>> BEGIN Data for this task

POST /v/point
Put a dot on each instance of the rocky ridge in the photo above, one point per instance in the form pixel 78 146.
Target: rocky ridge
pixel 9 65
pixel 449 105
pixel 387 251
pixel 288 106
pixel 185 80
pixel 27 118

>> END Data for this task

Problem to solve
Output the data above exactly, please, line for line.

Result
POST /v/point
Put a dot on each instance of the rocky ridge in the photo above, one point per instance in the form pixel 78 146.
Target: rocky ridge
pixel 9 65
pixel 449 105
pixel 387 251
pixel 288 106
pixel 185 80
pixel 27 118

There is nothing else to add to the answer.